--- DOCUMENT EXCERPT ---
A Royal Air Force Supermarine Spitfire pursuing a Luftwaffe Heinkel He 111 during the Battle of Britain

During the 1930s two different schools of thought about air-to-air combat began to emerge, resulting in two different trends of monoplane fighter development. In Japan and Italy especially, there continued to be a strong belief that lightly armed, highly maneuverable single seat fighters would still play a primary role in air-to-air combat. Aircraft such as the Nakajima Ki-27 and Nakajima Ki-43 and the Mitsubishi A6M Zero in Japan, and the Fiat G.50 and Macchi C.200 in Italy epitomised a generation of monoplanes designed to this concept.

The other stream of thought, which emerged primarily in Britain, Germany, the Soviet Union, and the United States was the belief the high speeds of modern combat aircraft and the g-forces imposed by aerial combat meant that dogfighting in the classic WWI sense would be impossible. Fighters such as the Messerschmitt Bf 109, the Supermarine Spitfire, the Yakovlev Yak-1, and the Curtiss P-40 were all designed for high speeds and a good rate of climb. Good maneuverability was not a primary objective.

Immediately following the Spanish Civil War came World War II, during which dogfighting was most prevalent. It was widely believed that strategic bombing alone was synonymous with air power; a fallacy that would not be fully understood until the Vietnam War. After the failings in Spain, a greater emphasis was placed on the accuracy of air-to-ground attacks. The need to stop bombers from reaching their targets, or to protect them on their missions, was the primary purpose for most dogfights of the era.

====Dogfighting over Europe====

United States Army Air Force P-51 Mustang gun-camera displaying engagements against various German Luftwaffe fighter-aircraft over Europe, 1944

Dogfighting was very prominent in the European theatre. While the French Air Force was a major force during World War I, it was inadequate and poorly organized, and quickly fell to the German onslaught. As the first battles between the Germans and the British began, the power of the German's anti-aircraft artillery became readily apparent, with 88 millimeter shells capable of firing 12,000 m (40,000 feet) in the air. General Wolfram von Richthofen noted that these guns were equally destructive when used for ground fire. Adolph Malan compiled a list of aerial combat rules that were widely taught to RAF pilots. The Bf 109 and the Spitfire were some of the most common fighters used in the European theater.
--- DATA SUPPLIED ---
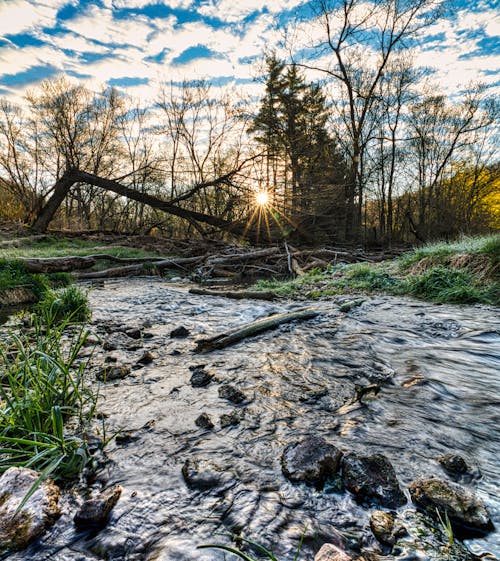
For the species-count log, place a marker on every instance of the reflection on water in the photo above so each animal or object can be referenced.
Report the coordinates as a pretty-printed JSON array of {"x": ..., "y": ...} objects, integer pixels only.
[{"x": 437, "y": 366}]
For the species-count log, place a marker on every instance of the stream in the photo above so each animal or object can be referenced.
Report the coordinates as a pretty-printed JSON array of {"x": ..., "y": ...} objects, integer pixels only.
[{"x": 437, "y": 367}]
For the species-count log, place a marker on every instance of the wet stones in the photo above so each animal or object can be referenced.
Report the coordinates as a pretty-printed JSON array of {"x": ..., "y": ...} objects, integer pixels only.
[
  {"x": 94, "y": 513},
  {"x": 463, "y": 507},
  {"x": 204, "y": 474},
  {"x": 200, "y": 377},
  {"x": 204, "y": 422},
  {"x": 232, "y": 393},
  {"x": 373, "y": 480},
  {"x": 179, "y": 333},
  {"x": 310, "y": 460},
  {"x": 112, "y": 372},
  {"x": 35, "y": 517},
  {"x": 330, "y": 552}
]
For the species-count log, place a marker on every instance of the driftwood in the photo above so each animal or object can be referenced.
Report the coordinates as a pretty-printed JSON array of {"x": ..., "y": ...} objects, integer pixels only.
[
  {"x": 236, "y": 294},
  {"x": 227, "y": 338}
]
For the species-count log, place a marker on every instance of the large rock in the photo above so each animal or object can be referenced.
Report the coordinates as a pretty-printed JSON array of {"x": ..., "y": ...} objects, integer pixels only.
[
  {"x": 330, "y": 552},
  {"x": 94, "y": 512},
  {"x": 35, "y": 517},
  {"x": 373, "y": 480},
  {"x": 311, "y": 460},
  {"x": 463, "y": 507}
]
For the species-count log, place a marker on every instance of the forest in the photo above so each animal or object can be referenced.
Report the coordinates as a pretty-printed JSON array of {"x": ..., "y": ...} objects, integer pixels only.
[{"x": 367, "y": 152}]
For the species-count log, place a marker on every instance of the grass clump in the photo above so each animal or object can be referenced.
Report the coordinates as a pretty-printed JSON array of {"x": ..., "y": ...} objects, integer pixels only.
[
  {"x": 69, "y": 305},
  {"x": 42, "y": 388}
]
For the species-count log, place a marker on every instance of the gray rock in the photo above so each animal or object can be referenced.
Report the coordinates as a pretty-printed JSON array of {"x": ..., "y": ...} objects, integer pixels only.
[
  {"x": 232, "y": 394},
  {"x": 463, "y": 507},
  {"x": 200, "y": 378},
  {"x": 330, "y": 552},
  {"x": 36, "y": 516},
  {"x": 205, "y": 474},
  {"x": 94, "y": 512},
  {"x": 113, "y": 372},
  {"x": 311, "y": 460},
  {"x": 204, "y": 421},
  {"x": 372, "y": 479}
]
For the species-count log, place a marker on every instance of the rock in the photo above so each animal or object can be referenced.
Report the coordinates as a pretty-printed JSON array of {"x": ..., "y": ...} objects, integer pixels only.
[
  {"x": 311, "y": 460},
  {"x": 36, "y": 516},
  {"x": 134, "y": 333},
  {"x": 463, "y": 507},
  {"x": 113, "y": 372},
  {"x": 384, "y": 527},
  {"x": 230, "y": 419},
  {"x": 94, "y": 513},
  {"x": 146, "y": 358},
  {"x": 200, "y": 378},
  {"x": 205, "y": 474},
  {"x": 330, "y": 552},
  {"x": 232, "y": 393},
  {"x": 372, "y": 479},
  {"x": 454, "y": 465},
  {"x": 204, "y": 421},
  {"x": 179, "y": 332}
]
---
## ACTIVITY:
Can you give the dogfighting text again between "A Royal Air" and "to this concept.", inclusive, changing "single seat" to "single-seat"? None of the material has any bearing on this.

## OUTPUT FOR THIS TASK:
A Royal Air Force Supermarine Spitfire pursuing a Luftwaffe Heinkel He 111 during the Battle of Britain

During the 1930s two different schools of thought about air-to-air combat began to emerge, resulting in two different trends of monoplane fighter development. In Japan and Italy especially, there continued to be a strong belief that lightly armed, highly maneuverable single-seat fighters would still play a primary role in air-to-air combat. Aircraft such as the Nakajima Ki-27 and Nakajima Ki-43 and the Mitsubishi A6M Zero in Japan, and the Fiat G.50 and Macchi C.200 in Italy epitomised a generation of monoplanes designed to this concept.